═══ Document passage ═══
Image Referenced Sketch Colorization Based on Animation Creation Workflow
Dingkun Yan, Xinrui Wang, Zhuoru Li, Suguru Saito, Yusuke Iwasawa, Yutaka Matsuo, Jiaxian Guo
TL;DR
This work tackles automatic sketch colorization in animation pipelines by combining a diffusion-based model with spatially aware color guidance. It introduces a split cross-attention mechanism and switchable LoRA modules to separately colorize foreground and background, guided by a sketch and a reference image, thereby eliminating spatial artifacts. The approach mirrors real-world production steps, uses high-dimensional local reference tokens, and adds a recovery transformer to fuse foreground and background information. Empirical results show improved artifact suppression, color fidelity, and user preference over baselines across qualitative, quantitative, and human studies, with potential impact on speeding up animation colorization workflows. Limitations include dependency on accurate masks, with future work extending to video colorization.
═══
**Stated goal:**
Answer these questions using the sketch colorization summary:
1. What two components are introduced to colorize foreground and background separately?
2. What is added to fuse foreground and background information?
3. What limitation is named?
═══ Extracted records ═══
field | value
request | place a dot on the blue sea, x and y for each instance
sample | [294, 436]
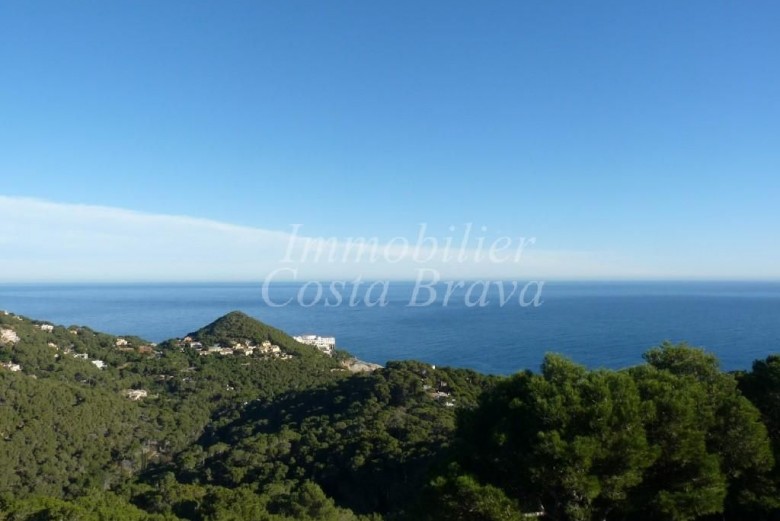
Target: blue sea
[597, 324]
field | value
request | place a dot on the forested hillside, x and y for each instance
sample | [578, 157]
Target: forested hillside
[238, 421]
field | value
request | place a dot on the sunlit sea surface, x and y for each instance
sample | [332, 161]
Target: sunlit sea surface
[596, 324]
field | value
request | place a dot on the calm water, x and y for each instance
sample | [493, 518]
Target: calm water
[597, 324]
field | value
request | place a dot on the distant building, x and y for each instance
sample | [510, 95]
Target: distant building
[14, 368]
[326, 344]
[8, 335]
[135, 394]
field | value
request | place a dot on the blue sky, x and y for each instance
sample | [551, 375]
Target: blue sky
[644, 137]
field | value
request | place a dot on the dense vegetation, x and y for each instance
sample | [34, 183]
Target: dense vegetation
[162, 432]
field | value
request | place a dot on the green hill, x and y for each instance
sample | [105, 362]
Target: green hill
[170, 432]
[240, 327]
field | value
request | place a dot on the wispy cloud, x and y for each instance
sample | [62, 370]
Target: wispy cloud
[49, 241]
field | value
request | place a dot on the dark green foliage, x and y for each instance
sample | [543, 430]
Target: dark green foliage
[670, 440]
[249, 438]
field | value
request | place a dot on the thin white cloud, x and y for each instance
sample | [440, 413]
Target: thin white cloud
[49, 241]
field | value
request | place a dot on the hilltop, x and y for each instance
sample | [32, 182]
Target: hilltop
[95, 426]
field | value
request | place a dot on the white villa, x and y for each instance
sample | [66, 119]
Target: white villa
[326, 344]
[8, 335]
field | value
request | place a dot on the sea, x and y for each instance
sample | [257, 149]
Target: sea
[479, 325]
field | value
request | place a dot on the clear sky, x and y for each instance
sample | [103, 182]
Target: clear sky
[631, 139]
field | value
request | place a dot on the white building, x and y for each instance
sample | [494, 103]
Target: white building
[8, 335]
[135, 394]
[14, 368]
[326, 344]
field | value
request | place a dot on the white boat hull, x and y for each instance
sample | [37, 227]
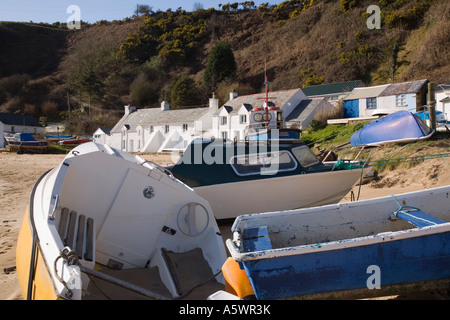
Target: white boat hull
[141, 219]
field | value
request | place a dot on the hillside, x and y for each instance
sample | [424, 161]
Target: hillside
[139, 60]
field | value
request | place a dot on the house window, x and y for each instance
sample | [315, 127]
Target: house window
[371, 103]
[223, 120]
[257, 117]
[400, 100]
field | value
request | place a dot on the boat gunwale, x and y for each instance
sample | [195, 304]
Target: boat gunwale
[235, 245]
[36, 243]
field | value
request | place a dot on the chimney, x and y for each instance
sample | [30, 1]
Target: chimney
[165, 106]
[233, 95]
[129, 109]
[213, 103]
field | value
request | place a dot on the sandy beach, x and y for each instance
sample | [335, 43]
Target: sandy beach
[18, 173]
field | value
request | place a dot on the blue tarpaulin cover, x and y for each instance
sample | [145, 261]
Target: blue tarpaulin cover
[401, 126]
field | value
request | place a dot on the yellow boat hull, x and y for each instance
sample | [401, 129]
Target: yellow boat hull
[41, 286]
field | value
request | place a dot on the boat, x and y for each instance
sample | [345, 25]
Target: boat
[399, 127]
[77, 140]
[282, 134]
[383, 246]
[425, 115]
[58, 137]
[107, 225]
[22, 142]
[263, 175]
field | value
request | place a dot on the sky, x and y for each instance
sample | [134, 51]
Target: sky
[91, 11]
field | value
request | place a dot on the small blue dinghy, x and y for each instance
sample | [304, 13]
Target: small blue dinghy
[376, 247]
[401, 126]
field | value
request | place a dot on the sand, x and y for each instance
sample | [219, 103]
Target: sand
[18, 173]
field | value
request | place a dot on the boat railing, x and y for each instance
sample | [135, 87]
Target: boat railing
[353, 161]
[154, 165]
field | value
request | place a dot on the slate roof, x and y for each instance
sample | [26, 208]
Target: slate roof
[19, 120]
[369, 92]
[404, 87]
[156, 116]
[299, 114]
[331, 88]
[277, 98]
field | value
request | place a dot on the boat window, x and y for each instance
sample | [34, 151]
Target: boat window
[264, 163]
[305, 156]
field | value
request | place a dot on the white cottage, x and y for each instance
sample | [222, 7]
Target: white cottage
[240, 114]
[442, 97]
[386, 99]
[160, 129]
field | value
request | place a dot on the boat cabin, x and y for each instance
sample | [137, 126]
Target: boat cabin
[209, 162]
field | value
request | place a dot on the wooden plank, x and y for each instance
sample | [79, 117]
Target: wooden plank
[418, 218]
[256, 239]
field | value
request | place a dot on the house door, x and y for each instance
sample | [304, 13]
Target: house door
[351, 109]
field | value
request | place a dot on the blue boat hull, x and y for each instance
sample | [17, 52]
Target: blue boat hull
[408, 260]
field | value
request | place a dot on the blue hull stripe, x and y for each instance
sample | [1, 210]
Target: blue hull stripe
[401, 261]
═══
**Result of the exercise:**
1. A split cross-attention mechanism and switchable LoRA modules.
2. A recovery transformer.
3. Dependency on accurate masks.